What to work on |
Swap "Box every" for "Mark each" everywhere it appears in the entries below, and write all the entries out again with nothing else changed.
======
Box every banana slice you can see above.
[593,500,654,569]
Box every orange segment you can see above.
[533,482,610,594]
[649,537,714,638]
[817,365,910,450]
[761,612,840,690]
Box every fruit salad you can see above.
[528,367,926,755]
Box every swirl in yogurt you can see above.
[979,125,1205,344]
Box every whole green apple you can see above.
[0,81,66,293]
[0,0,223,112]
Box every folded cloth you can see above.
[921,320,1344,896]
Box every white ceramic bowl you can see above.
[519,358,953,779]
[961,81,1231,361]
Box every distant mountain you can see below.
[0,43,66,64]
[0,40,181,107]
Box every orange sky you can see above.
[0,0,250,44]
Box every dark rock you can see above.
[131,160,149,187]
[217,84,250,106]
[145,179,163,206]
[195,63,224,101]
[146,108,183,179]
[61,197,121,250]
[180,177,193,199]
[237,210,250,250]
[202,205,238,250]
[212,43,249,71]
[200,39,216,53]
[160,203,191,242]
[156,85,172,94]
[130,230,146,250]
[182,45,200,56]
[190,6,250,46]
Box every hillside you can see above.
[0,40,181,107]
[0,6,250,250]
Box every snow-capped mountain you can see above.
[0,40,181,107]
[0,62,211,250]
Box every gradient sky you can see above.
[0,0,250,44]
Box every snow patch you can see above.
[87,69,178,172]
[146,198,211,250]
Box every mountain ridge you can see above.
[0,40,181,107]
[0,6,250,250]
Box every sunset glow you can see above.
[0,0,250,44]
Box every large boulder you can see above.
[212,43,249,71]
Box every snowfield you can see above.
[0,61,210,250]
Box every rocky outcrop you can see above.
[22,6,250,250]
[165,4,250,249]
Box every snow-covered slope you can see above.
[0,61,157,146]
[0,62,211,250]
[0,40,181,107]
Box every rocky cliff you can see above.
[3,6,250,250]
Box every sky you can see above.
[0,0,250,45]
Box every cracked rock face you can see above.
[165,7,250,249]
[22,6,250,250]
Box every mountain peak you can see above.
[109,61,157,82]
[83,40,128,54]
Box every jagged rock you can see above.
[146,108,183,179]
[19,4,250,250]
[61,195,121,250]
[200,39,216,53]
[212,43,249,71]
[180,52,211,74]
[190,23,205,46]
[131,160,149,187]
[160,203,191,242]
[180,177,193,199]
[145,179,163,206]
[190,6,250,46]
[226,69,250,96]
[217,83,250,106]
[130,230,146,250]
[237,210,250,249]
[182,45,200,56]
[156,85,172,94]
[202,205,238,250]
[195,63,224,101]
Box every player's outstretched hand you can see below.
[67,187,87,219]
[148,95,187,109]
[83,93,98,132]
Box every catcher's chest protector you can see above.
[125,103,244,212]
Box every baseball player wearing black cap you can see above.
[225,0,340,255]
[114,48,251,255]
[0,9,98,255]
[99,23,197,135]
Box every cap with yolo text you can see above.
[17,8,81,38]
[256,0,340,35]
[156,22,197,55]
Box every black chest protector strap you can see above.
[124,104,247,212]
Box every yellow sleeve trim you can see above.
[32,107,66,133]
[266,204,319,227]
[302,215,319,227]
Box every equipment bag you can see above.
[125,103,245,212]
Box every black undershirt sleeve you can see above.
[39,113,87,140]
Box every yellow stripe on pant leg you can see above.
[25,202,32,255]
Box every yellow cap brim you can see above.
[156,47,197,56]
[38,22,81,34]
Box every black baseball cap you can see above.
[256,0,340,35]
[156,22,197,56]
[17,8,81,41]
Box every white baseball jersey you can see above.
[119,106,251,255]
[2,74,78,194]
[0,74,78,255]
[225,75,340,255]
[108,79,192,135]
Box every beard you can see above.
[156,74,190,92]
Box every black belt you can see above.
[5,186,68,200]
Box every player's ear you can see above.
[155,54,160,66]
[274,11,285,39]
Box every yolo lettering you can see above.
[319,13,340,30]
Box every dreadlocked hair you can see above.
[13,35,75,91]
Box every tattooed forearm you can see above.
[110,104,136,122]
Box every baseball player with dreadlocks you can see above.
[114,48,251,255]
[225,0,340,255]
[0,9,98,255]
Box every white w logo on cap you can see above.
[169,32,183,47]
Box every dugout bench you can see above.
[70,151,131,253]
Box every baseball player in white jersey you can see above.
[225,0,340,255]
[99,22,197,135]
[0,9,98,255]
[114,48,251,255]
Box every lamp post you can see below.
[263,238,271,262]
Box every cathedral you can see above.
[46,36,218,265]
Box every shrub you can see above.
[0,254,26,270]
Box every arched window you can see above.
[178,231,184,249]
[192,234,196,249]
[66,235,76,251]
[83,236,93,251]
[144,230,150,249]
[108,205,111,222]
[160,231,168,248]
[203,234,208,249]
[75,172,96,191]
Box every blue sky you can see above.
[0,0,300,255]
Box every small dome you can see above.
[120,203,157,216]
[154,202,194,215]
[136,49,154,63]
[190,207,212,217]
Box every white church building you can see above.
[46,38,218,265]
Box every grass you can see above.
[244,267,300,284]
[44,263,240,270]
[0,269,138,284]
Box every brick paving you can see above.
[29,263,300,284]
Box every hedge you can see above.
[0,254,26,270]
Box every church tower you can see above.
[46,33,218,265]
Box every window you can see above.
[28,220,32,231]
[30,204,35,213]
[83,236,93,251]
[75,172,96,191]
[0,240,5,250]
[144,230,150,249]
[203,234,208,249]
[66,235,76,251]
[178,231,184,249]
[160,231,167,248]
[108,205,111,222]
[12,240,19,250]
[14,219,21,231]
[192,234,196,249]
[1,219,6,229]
======
Result below |
Mark each banana slice you can see above.
[593,500,654,569]
Mark each orange segment you can see above.
[533,482,610,594]
[649,537,714,638]
[817,365,910,450]
[761,612,840,690]
Mark each fruit salad you can see above.
[528,367,926,755]
Mark each swirl in yogurt you can see above.
[979,125,1205,344]
Mark each whole green apple you can see above.
[0,81,66,293]
[0,0,223,112]
Mark each folded cloth you can see above.
[921,320,1344,896]
Mark each white ceramic bowl you can see above.
[519,358,953,779]
[961,81,1231,361]
Mark each distant mountain you can see below.
[0,43,66,64]
[0,40,181,107]
Mark each orange sky you can see above.
[0,0,250,44]
Mark each dark rock you can see above.
[131,160,149,187]
[217,84,250,106]
[145,179,163,206]
[195,63,224,101]
[146,108,183,179]
[61,197,121,250]
[180,177,193,199]
[237,210,250,250]
[202,205,238,250]
[212,43,249,71]
[200,39,216,53]
[160,203,191,242]
[156,85,172,94]
[130,230,146,250]
[182,45,200,56]
[190,6,250,46]
Mark each hillside you can see above.
[0,40,181,107]
[0,6,250,250]
Mark each snow-capped mountain you can see above.
[0,40,181,107]
[0,62,211,250]
Mark each gradient sky you can see above.
[0,0,250,44]
Mark each snow patch you can see above.
[87,69,178,172]
[146,198,211,250]
Mark each mountain ridge you can see above.
[0,40,181,107]
[0,6,250,250]
Mark each sunset glow you can see above.
[0,0,250,44]
Mark each large boulder you can see above.
[212,43,249,71]
Mark each snowfield you can see above.
[0,61,210,250]
Mark each rocky outcrop you can see above.
[22,6,250,250]
[165,4,250,249]
Mark each snow-covered slope you can see above.
[0,61,157,146]
[0,62,211,250]
[0,40,181,107]
Mark each rocky cliff you can see above.
[3,6,250,250]
Mark each sky you can see above.
[0,0,250,45]
Mark each cracked rock face you can see above.
[165,7,250,249]
[22,6,250,250]
Mark each mountain peak you can see above.
[109,61,157,82]
[83,40,128,54]
Mark each jagged rock you can see above.
[146,108,183,179]
[19,4,250,250]
[61,195,121,250]
[200,39,216,53]
[212,43,249,71]
[180,52,211,74]
[190,23,205,46]
[131,160,149,187]
[160,203,191,242]
[180,177,193,199]
[145,179,163,206]
[190,6,250,46]
[226,69,250,96]
[217,83,250,106]
[130,230,146,250]
[237,210,250,249]
[182,45,200,56]
[156,85,172,94]
[202,205,238,250]
[195,63,224,101]
Mark each player's outstretched hand you can see below.
[67,187,87,219]
[148,95,187,109]
[83,93,98,132]
Mark each catcher's chest protector you can see above.
[125,103,244,212]
Mark each baseball player wearing black cap you can see above.
[225,0,340,255]
[114,48,251,255]
[0,9,98,255]
[99,23,197,135]
Mark each cap with yolo text you can see above.
[17,8,81,38]
[256,0,340,35]
[156,22,197,55]
Mark each black chest protector strap you can see above.
[124,104,247,212]
Mark each yellow sleeve trim you can see above.
[32,107,66,133]
[266,204,319,227]
[302,215,319,227]
Mark each equipment bag you can see above.
[125,103,245,212]
Mark each black undershirt sleeve you can see above.
[39,113,87,140]
Mark each yellow stripe on pant leg you can see above.
[25,202,32,255]
Mark each yellow cap brim you can see above.
[156,47,197,56]
[38,22,81,34]
Mark each black baseball cap you can see above.
[256,0,340,35]
[156,22,197,56]
[17,8,81,41]
Mark each white baseball jersey you can see above.
[119,106,251,255]
[2,74,78,194]
[0,74,78,255]
[225,75,340,255]
[108,79,192,135]
Mark each beard you can see above.
[156,74,190,92]
Mark each black belt you can see above.
[5,186,68,200]
Mark each player's ear you can see above.
[155,54,160,66]
[274,11,285,39]
Mark each yolo lettering you can see above.
[319,13,340,30]
Mark each dreadlocked hair you can see above.
[13,35,75,91]
Mark each tattooed forearm you can see above.
[110,104,136,122]
Mark each baseball player with dreadlocks you can see above.
[114,48,251,255]
[225,0,340,255]
[0,9,98,255]
Mark each white w logo on cap you can see above.
[169,32,183,47]
Mark each dugout bench you can see above.
[70,151,131,253]
Mark each baseball player in white jersey you can see above.
[225,0,340,255]
[99,22,197,135]
[0,9,98,255]
[114,48,251,255]
Mark each lamp post you can see below.
[263,238,271,262]
Mark each cathedral you can see above.
[46,36,218,265]
Mark each shrub you can see above.
[0,254,26,270]
Mark each arched window you can see above.
[178,231,184,249]
[192,234,196,249]
[66,235,76,251]
[83,236,93,251]
[144,230,150,249]
[108,205,111,222]
[160,231,168,248]
[203,234,208,249]
[75,172,96,191]
Mark each blue sky you can see above.
[0,0,300,255]
Mark each small dome you can see above.
[120,203,157,216]
[154,202,194,215]
[136,49,154,63]
[190,207,212,217]
Mark each white church building you can see above.
[46,38,218,265]
Mark each grass you can see above.
[244,267,300,284]
[44,263,240,270]
[0,269,138,284]
Mark each brick paving you can see above.
[29,263,300,284]
Mark each hedge you can see above.
[0,254,26,270]
Mark each church tower you can see above.
[46,33,218,265]
Mark each window you can see above.
[28,220,32,231]
[30,204,35,213]
[83,236,93,251]
[75,172,96,191]
[0,240,5,250]
[144,230,150,249]
[203,234,208,249]
[66,235,76,251]
[178,231,184,249]
[160,231,167,248]
[108,205,111,222]
[12,240,19,250]
[14,219,21,231]
[192,234,196,249]
[1,219,6,229]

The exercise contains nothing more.